Check every line below for the string "phrase", and copy the lines that contain it.

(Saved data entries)
------
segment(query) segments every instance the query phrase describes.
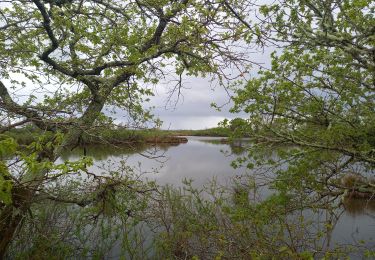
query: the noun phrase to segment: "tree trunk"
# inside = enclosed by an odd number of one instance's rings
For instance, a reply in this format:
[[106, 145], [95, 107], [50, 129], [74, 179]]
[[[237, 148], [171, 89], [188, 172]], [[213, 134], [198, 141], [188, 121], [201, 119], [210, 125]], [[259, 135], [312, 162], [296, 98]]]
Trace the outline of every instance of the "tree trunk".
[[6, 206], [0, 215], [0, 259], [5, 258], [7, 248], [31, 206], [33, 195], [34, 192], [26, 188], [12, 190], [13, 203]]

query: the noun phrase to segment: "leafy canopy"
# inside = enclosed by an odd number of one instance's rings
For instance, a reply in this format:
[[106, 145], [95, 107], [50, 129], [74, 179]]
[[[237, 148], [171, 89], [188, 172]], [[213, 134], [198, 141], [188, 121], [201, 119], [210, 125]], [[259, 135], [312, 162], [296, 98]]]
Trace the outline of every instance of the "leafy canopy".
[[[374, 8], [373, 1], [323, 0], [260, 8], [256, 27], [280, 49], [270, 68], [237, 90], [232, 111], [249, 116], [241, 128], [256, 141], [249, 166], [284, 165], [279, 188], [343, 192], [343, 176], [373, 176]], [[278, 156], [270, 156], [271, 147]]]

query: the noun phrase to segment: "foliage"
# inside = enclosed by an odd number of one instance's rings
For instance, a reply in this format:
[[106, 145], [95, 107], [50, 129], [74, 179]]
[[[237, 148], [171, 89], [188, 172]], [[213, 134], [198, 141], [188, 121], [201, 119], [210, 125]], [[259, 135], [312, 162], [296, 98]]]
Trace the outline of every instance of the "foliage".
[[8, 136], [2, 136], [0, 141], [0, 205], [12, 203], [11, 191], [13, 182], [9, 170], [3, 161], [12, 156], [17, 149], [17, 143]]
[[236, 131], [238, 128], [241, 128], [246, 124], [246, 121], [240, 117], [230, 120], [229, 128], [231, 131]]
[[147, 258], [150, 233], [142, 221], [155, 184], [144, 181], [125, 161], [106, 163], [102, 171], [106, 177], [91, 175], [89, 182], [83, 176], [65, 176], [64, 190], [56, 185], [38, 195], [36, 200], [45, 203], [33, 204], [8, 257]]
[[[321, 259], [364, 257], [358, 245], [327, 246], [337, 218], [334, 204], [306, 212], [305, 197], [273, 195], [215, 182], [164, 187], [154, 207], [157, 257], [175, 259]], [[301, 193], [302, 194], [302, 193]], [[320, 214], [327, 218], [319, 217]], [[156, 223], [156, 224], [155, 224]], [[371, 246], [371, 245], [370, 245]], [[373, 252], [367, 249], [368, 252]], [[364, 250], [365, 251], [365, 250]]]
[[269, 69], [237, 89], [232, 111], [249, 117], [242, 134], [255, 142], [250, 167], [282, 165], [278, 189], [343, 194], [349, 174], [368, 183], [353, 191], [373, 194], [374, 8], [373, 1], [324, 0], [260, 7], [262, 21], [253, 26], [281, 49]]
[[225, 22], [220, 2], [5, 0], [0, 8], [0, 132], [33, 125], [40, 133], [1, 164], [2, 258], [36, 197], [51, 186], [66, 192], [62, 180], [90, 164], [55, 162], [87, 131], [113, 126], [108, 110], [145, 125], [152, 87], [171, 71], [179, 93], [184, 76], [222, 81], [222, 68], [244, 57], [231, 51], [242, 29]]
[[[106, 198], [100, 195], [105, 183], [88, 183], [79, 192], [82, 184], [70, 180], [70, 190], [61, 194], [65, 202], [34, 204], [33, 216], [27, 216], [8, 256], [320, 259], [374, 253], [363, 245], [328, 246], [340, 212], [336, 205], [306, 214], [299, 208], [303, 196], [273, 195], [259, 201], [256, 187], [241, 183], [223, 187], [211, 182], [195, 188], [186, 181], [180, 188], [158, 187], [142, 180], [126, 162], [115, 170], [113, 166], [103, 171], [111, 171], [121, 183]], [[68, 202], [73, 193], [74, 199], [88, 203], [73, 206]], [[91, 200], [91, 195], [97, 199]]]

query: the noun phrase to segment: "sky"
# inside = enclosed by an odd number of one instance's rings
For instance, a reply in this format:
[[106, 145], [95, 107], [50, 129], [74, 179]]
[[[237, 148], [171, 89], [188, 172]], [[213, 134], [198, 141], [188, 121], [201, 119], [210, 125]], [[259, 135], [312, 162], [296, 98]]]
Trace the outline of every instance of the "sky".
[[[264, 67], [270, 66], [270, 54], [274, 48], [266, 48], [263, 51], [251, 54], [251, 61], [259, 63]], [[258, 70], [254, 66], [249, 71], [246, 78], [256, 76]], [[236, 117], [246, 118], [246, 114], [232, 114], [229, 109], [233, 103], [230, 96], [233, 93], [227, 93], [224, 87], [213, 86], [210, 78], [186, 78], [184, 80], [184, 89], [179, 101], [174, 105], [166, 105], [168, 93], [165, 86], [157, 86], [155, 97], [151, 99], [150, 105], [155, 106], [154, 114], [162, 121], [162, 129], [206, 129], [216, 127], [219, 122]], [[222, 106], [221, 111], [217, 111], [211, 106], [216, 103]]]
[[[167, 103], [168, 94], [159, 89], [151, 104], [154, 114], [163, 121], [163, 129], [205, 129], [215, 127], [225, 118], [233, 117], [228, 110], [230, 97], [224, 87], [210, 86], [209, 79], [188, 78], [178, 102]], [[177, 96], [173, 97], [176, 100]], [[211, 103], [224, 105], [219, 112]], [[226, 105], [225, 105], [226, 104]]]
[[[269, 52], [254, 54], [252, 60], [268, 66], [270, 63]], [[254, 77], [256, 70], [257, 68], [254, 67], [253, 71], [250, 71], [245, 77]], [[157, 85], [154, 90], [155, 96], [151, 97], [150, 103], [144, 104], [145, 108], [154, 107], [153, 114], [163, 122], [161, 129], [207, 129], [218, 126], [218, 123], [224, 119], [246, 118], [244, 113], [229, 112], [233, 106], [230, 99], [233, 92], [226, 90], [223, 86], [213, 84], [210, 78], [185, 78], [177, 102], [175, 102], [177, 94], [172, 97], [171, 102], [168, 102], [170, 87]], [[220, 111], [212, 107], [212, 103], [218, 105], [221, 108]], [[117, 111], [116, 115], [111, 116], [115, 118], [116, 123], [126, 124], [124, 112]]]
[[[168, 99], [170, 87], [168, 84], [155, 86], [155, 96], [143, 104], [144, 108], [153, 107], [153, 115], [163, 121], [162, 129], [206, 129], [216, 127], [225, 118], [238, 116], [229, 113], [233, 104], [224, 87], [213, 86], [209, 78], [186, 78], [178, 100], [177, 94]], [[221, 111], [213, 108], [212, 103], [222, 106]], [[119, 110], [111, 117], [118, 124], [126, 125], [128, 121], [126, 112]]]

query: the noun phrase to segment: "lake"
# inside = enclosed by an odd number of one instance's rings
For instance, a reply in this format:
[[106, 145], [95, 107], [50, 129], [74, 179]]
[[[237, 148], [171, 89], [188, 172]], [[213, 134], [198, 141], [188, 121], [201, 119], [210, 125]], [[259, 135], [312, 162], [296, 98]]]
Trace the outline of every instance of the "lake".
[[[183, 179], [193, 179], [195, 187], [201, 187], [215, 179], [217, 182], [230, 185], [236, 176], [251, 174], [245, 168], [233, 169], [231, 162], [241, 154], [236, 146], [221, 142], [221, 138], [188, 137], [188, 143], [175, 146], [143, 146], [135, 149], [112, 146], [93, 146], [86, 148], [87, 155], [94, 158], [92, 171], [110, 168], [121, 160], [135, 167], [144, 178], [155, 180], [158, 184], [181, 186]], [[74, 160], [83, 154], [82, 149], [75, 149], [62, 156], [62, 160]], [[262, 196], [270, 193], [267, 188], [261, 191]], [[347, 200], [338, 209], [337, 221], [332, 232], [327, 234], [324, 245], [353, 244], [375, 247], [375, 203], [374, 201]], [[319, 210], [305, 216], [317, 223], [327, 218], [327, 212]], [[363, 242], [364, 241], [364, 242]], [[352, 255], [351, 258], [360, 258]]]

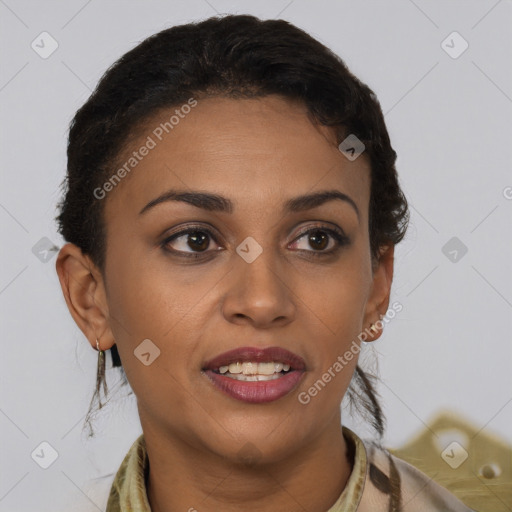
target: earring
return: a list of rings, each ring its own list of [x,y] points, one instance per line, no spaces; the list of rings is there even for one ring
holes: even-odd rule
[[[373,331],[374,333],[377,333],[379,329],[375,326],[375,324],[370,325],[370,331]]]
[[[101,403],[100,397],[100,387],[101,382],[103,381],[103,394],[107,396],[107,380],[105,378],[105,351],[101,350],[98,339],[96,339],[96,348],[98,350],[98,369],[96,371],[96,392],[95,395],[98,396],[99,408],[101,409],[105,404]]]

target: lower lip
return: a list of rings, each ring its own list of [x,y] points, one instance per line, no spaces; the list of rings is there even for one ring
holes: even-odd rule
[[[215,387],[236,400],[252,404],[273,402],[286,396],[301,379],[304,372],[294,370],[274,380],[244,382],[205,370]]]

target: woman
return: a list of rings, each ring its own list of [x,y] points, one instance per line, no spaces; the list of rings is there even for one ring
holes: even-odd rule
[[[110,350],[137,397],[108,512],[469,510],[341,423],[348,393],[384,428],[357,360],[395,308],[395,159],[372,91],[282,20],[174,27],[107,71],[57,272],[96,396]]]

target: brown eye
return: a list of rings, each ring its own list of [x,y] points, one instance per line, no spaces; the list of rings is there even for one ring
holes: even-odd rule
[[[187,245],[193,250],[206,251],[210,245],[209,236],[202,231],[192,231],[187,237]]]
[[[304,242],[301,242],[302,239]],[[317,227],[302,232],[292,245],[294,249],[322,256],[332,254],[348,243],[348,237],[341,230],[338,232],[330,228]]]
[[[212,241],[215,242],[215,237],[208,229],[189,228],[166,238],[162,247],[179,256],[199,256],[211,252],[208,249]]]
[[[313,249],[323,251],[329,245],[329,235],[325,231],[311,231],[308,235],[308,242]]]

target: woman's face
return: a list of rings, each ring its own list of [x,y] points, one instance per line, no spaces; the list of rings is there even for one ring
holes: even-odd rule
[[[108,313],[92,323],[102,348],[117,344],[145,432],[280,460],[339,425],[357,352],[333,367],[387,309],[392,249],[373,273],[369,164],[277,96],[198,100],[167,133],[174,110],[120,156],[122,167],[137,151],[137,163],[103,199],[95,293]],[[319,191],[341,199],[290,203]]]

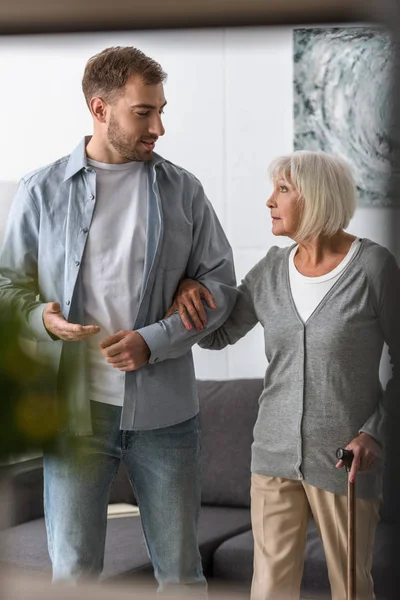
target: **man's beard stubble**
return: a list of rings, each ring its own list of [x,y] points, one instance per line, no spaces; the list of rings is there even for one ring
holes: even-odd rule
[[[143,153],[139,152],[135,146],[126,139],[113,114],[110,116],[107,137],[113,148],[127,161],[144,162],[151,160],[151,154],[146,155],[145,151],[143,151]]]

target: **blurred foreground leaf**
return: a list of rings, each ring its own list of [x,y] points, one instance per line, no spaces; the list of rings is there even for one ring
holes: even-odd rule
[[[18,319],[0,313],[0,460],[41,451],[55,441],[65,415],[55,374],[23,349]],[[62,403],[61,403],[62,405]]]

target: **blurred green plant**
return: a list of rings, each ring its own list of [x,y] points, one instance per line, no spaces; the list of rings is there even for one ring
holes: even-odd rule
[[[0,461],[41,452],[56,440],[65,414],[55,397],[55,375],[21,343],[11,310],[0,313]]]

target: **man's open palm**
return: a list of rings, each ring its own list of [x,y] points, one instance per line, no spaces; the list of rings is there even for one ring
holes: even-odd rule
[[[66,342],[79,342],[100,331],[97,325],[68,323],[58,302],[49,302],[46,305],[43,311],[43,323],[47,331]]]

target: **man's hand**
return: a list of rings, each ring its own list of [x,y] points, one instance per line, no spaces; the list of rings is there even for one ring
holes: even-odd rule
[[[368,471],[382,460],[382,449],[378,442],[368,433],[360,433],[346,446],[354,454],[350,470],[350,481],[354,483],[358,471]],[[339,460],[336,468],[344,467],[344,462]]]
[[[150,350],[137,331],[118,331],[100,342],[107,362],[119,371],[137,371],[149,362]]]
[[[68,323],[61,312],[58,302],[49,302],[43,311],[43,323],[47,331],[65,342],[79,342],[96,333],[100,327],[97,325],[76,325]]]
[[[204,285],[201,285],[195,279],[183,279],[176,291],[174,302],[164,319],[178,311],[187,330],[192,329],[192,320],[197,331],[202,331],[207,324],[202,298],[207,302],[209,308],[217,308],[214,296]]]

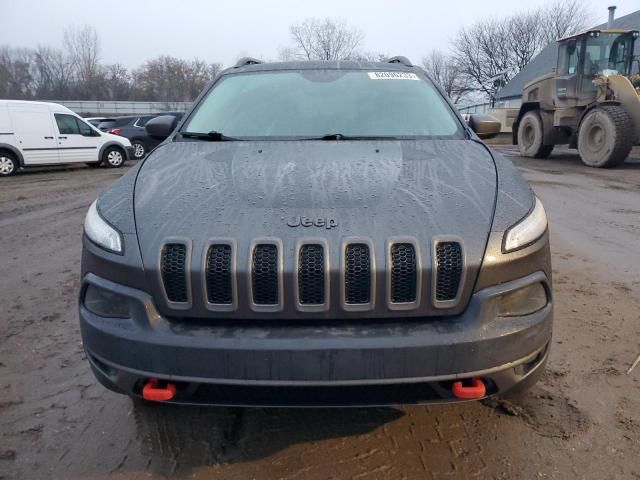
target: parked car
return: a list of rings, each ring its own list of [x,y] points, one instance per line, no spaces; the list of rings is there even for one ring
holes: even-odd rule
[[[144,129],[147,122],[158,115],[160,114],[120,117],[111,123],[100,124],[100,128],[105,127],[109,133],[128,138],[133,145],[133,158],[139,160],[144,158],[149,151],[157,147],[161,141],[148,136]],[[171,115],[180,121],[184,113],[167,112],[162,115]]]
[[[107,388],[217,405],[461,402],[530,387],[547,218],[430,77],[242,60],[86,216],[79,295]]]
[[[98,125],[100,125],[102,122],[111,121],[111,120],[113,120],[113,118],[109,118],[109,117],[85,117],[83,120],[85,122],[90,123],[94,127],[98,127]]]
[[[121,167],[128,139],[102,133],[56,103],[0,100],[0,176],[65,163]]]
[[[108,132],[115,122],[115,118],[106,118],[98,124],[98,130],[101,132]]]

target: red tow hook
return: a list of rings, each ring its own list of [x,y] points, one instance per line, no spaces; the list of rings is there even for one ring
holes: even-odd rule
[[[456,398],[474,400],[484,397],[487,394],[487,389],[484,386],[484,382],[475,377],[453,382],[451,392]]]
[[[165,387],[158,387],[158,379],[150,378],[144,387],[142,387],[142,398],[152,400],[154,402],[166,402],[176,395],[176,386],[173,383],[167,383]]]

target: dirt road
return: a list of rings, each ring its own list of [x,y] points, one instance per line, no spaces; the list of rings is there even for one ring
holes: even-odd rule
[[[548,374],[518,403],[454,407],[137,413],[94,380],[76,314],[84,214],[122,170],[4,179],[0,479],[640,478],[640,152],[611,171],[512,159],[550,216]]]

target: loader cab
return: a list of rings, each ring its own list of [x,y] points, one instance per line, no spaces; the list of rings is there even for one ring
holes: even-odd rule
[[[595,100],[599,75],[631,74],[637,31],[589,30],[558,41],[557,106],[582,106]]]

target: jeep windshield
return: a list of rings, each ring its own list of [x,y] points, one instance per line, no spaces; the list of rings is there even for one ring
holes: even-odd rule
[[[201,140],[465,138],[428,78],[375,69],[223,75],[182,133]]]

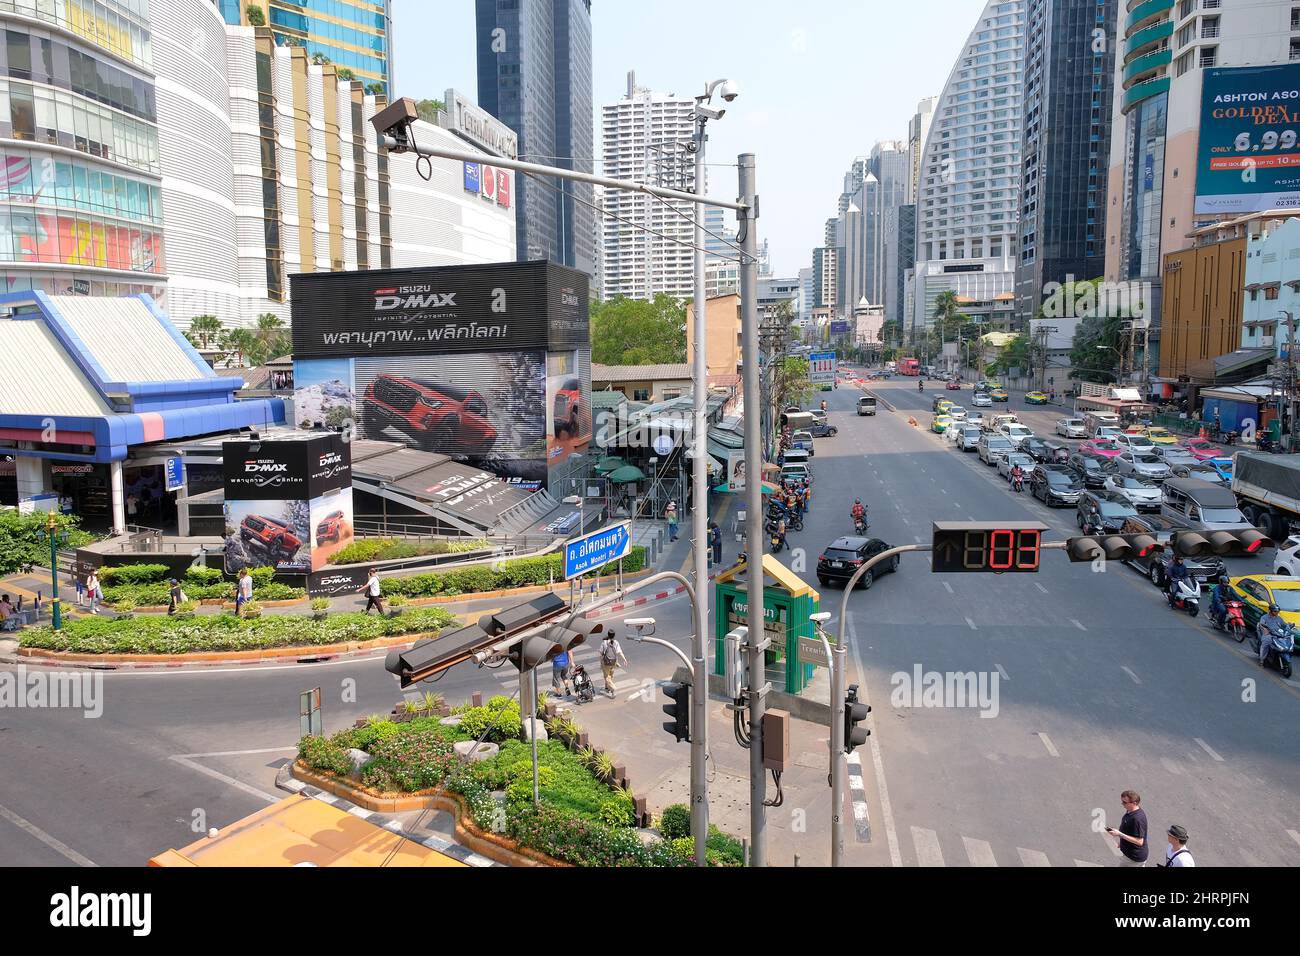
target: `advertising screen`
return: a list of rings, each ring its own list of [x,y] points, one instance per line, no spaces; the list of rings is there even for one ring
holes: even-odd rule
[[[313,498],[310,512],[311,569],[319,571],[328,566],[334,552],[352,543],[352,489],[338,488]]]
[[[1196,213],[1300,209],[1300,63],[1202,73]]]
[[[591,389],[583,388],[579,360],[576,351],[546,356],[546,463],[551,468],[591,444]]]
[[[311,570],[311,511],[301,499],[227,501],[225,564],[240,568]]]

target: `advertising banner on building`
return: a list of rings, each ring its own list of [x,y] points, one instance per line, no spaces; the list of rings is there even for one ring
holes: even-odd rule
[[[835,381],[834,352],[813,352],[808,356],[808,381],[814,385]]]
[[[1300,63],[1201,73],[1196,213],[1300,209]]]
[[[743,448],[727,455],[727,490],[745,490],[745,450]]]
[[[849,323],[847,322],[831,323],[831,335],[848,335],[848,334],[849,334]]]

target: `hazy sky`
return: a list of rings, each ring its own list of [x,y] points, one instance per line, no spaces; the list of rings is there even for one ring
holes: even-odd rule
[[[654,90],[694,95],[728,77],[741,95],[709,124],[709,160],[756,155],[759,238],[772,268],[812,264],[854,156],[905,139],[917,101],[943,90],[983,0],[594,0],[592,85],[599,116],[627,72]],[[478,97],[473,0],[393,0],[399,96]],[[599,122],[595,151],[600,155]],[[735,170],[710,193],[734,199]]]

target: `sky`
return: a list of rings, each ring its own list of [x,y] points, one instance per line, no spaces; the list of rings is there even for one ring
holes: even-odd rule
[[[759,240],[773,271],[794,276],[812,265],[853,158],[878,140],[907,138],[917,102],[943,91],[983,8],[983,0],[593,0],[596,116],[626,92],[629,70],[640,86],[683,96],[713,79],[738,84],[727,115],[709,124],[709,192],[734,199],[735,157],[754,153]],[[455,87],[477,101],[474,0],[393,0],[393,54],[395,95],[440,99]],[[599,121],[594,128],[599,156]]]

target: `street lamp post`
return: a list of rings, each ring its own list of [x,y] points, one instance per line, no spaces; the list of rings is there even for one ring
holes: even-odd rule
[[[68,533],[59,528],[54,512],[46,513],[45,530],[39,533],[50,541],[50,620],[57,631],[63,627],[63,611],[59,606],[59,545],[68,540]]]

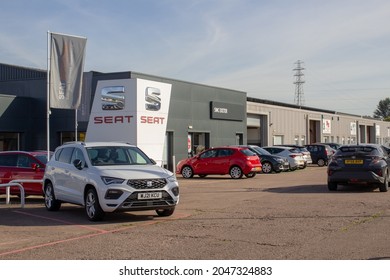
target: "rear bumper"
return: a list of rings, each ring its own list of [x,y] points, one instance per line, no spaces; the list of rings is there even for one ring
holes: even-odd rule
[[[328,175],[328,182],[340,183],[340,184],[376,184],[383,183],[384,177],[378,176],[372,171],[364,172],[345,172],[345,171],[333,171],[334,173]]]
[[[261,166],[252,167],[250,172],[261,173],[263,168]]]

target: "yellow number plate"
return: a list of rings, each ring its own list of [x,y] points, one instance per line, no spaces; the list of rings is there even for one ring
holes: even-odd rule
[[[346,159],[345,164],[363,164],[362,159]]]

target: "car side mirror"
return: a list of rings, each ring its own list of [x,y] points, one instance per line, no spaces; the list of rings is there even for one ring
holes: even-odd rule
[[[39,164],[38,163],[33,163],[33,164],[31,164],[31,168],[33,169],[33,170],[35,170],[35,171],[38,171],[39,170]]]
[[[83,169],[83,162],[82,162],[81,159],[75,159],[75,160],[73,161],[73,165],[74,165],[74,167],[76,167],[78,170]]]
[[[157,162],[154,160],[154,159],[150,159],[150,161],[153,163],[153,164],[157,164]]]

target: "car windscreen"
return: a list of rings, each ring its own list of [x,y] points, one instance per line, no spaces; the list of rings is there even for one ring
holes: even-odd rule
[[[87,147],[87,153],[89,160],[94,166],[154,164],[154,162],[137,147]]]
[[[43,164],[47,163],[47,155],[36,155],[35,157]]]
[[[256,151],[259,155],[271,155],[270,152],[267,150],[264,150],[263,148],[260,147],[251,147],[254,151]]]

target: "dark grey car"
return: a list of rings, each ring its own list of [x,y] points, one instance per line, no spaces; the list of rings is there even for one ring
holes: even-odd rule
------
Result >>
segment(query) segments every instance the query phrase describes.
query: the noun phrase to segment: "tree trunk"
query: the noun phrase to segment: "leafy canopy"
query: the noun phrase to segment: "foliage"
query: the noun phrase to segment: "sky"
query: the noun phrase to segment: "lake"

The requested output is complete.